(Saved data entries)
------------------------------

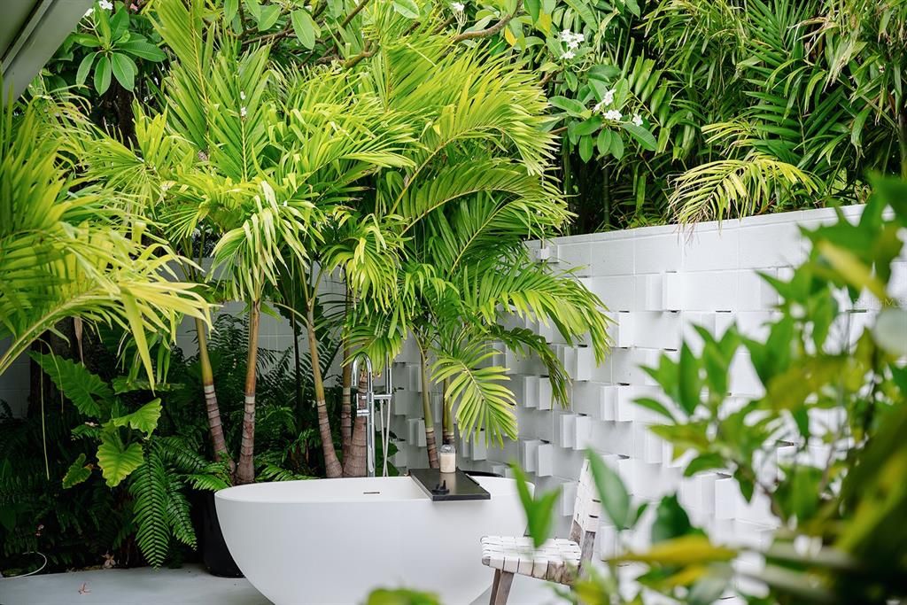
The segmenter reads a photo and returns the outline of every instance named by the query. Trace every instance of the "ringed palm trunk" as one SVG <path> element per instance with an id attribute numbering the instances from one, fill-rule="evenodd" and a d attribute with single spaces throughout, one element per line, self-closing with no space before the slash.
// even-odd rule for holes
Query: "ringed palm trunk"
<path id="1" fill-rule="evenodd" d="M 350 291 L 346 288 L 346 299 L 344 312 L 348 314 L 350 307 Z M 340 399 L 340 448 L 343 453 L 344 464 L 349 456 L 350 446 L 353 444 L 353 420 L 351 416 L 353 366 L 348 363 L 350 356 L 349 338 L 343 336 L 343 373 L 341 375 L 343 395 Z"/>
<path id="2" fill-rule="evenodd" d="M 218 395 L 214 390 L 214 370 L 208 356 L 208 336 L 205 333 L 205 324 L 196 317 L 195 331 L 199 335 L 199 365 L 201 366 L 201 388 L 205 393 L 205 411 L 208 413 L 208 428 L 211 436 L 211 447 L 214 449 L 214 459 L 226 462 L 232 473 L 235 470 L 233 459 L 227 450 L 227 441 L 224 439 L 224 428 L 220 422 L 220 407 L 218 405 Z"/>
<path id="3" fill-rule="evenodd" d="M 242 442 L 239 445 L 239 465 L 236 481 L 240 485 L 255 481 L 255 385 L 256 365 L 258 359 L 258 319 L 261 301 L 252 303 L 249 311 L 249 355 L 246 361 L 246 389 L 242 413 Z"/>
<path id="4" fill-rule="evenodd" d="M 368 395 L 366 391 L 368 388 L 368 376 L 365 372 L 359 372 L 359 388 L 356 394 L 356 409 L 368 409 Z M 350 438 L 349 452 L 343 459 L 343 476 L 345 477 L 365 477 L 366 476 L 366 439 L 368 433 L 368 417 L 356 415 L 353 423 L 353 434 Z"/>
<path id="5" fill-rule="evenodd" d="M 449 380 L 444 378 L 444 391 L 441 395 L 443 410 L 441 417 L 441 438 L 445 444 L 453 444 L 454 440 L 456 439 L 456 434 L 454 428 L 454 402 L 447 400 L 448 385 Z"/>
<path id="6" fill-rule="evenodd" d="M 308 354 L 312 360 L 312 383 L 315 386 L 315 407 L 318 414 L 318 433 L 321 435 L 321 449 L 325 454 L 325 474 L 328 479 L 343 476 L 343 466 L 337 459 L 331 434 L 331 421 L 327 417 L 327 402 L 325 400 L 325 381 L 321 376 L 321 363 L 318 359 L 318 341 L 315 334 L 315 303 L 306 305 L 307 332 L 308 333 Z"/>
<path id="7" fill-rule="evenodd" d="M 428 451 L 429 468 L 440 468 L 438 446 L 434 438 L 434 419 L 432 415 L 432 394 L 429 392 L 428 358 L 425 349 L 419 345 L 419 366 L 422 371 L 422 412 L 425 417 L 425 449 Z"/>

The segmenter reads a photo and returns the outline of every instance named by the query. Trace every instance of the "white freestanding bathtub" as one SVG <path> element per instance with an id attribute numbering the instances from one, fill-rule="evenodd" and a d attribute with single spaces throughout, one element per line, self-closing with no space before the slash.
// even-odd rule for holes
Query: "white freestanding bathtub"
<path id="1" fill-rule="evenodd" d="M 230 554 L 276 605 L 364 603 L 376 588 L 467 605 L 490 585 L 479 539 L 522 535 L 512 479 L 475 477 L 491 500 L 432 502 L 410 477 L 239 485 L 215 494 Z"/>

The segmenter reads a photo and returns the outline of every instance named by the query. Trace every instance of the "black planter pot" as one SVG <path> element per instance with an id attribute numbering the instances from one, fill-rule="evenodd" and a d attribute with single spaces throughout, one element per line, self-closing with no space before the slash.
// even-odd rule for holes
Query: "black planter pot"
<path id="1" fill-rule="evenodd" d="M 230 556 L 224 542 L 224 534 L 220 532 L 218 522 L 218 511 L 214 506 L 214 493 L 204 492 L 200 494 L 199 550 L 201 551 L 201 562 L 208 572 L 221 578 L 242 578 L 242 571 L 237 567 L 236 561 Z"/>

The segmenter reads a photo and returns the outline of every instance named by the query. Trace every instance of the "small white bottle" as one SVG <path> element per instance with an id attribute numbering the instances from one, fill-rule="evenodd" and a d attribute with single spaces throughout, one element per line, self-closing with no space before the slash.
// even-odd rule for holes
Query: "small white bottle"
<path id="1" fill-rule="evenodd" d="M 441 472 L 456 473 L 456 448 L 448 442 L 441 446 Z"/>

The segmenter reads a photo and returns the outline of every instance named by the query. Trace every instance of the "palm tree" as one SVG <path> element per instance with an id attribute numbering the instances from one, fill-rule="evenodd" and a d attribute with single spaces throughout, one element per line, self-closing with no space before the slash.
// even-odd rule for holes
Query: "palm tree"
<path id="1" fill-rule="evenodd" d="M 187 262 L 147 230 L 129 200 L 72 178 L 86 121 L 35 100 L 0 110 L 0 374 L 67 317 L 129 330 L 153 385 L 149 334 L 176 337 L 182 315 L 208 323 L 193 284 L 171 281 Z"/>
<path id="2" fill-rule="evenodd" d="M 433 381 L 446 384 L 446 438 L 454 401 L 465 434 L 515 436 L 505 368 L 486 366 L 495 341 L 539 355 L 566 401 L 565 376 L 547 344 L 528 330 L 504 328 L 507 315 L 550 319 L 568 339 L 589 332 L 600 359 L 606 319 L 596 297 L 571 276 L 532 263 L 523 244 L 556 232 L 570 217 L 546 174 L 555 142 L 532 75 L 432 34 L 431 21 L 414 30 L 381 3 L 366 11 L 381 24 L 379 50 L 359 64 L 388 107 L 413 116 L 420 138 L 405 153 L 409 166 L 375 179 L 377 214 L 396 218 L 388 227 L 404 242 L 393 312 L 360 301 L 350 331 L 373 359 L 414 338 L 428 461 L 436 466 Z"/>

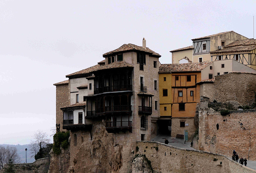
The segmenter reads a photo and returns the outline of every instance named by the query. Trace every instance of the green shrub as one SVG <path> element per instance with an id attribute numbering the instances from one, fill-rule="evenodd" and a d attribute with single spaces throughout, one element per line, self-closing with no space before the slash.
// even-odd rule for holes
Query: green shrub
<path id="1" fill-rule="evenodd" d="M 220 111 L 220 115 L 222 116 L 226 116 L 230 113 L 230 111 L 227 109 L 222 109 Z"/>

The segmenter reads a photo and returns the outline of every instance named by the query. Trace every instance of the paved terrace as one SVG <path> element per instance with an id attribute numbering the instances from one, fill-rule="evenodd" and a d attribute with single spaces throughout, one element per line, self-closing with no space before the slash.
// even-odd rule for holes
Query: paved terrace
<path id="1" fill-rule="evenodd" d="M 183 139 L 176 139 L 175 137 L 171 137 L 170 136 L 168 135 L 158 135 L 158 136 L 157 136 L 152 139 L 151 141 L 156 141 L 157 142 L 164 143 L 164 139 L 167 139 L 169 141 L 169 143 L 168 145 L 170 145 L 184 149 L 196 150 L 194 148 L 191 147 L 191 143 L 190 142 L 186 142 L 186 143 L 184 143 L 184 141 Z M 232 152 L 232 151 L 231 151 L 230 152 Z M 231 159 L 232 159 L 232 158 Z M 238 161 L 239 161 L 239 160 L 238 159 Z M 247 161 L 247 167 L 256 170 L 256 161 L 251 160 Z"/>

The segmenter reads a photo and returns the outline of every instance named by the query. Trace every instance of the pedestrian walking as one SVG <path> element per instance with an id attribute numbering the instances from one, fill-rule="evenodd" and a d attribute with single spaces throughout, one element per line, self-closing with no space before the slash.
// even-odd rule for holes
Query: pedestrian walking
<path id="1" fill-rule="evenodd" d="M 239 163 L 244 165 L 244 159 L 243 159 L 242 157 L 241 157 L 241 159 L 240 159 L 240 160 L 239 160 Z"/>
<path id="2" fill-rule="evenodd" d="M 247 159 L 246 157 L 244 159 L 244 166 L 246 166 L 247 165 Z"/>
<path id="3" fill-rule="evenodd" d="M 236 156 L 235 157 L 235 158 L 236 158 L 236 162 L 238 162 L 238 159 L 239 158 L 239 157 L 238 157 L 238 155 L 237 155 L 237 153 L 236 155 Z"/>

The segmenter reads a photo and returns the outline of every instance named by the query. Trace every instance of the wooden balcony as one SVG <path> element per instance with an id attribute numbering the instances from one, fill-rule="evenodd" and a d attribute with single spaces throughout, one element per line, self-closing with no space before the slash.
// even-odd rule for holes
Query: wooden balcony
<path id="1" fill-rule="evenodd" d="M 106 129 L 108 133 L 127 130 L 132 132 L 132 121 L 130 121 L 107 122 L 106 123 Z"/>
<path id="2" fill-rule="evenodd" d="M 152 114 L 152 107 L 139 106 L 139 114 L 150 115 Z"/>

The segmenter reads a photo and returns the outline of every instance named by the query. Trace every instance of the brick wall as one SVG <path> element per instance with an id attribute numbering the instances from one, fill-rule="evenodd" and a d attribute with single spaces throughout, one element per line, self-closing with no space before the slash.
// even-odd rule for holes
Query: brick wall
<path id="1" fill-rule="evenodd" d="M 56 86 L 56 123 L 60 124 L 60 131 L 62 129 L 63 113 L 60 107 L 69 105 L 69 90 L 68 84 Z"/>
<path id="2" fill-rule="evenodd" d="M 180 149 L 158 142 L 137 141 L 137 144 L 151 161 L 153 169 L 158 172 L 256 172 L 223 155 Z M 137 154 L 141 153 L 138 151 Z M 214 158 L 218 160 L 214 161 Z"/>
<path id="3" fill-rule="evenodd" d="M 214 83 L 201 85 L 200 96 L 209 97 L 210 101 L 234 100 L 243 105 L 255 101 L 256 74 L 231 73 L 215 78 Z"/>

------------------------------

Which lines of the records contain the word "pedestrian"? Report each such line in full, matching case exactly.

The segmenter reads a photo and returns the outline of every instance named by the query. Trace every instance of the pedestrian walking as one SVG <path> element per instance with an id attribute numbering the instances from one, fill-rule="evenodd" and a d attribute with single spaces throughout, one element per line, self-closing with no space before the slash.
Query: pedestrian walking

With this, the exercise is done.